Task brief ▸
Please lay out the text of the rows below as a JSON list of strings, one string per line with blank lines skipped, and leave the pictures out.

Image outline annotation rows ▸

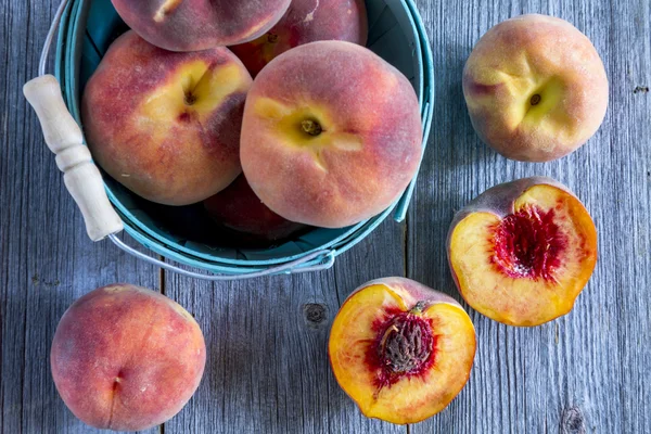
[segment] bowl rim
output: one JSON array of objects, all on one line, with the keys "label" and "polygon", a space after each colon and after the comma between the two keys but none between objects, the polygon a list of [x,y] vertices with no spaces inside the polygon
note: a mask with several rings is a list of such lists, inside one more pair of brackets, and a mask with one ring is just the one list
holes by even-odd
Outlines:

Result of the task ▸
[
  "[segment] bowl rim",
  "output: one JSON array of objects, all on one line, with the keys \"label\" and \"polygon\", a space after each colon and after the comma between the two keys but none between objects, the polygon a list of [x,y] vertices with no spaces inside the polygon",
  "note: a mask with several rings is a list of such lists, inside one more pair of brackets, and a mask with one ring is just the one list",
  "holes by even-odd",
  "Outlines:"
]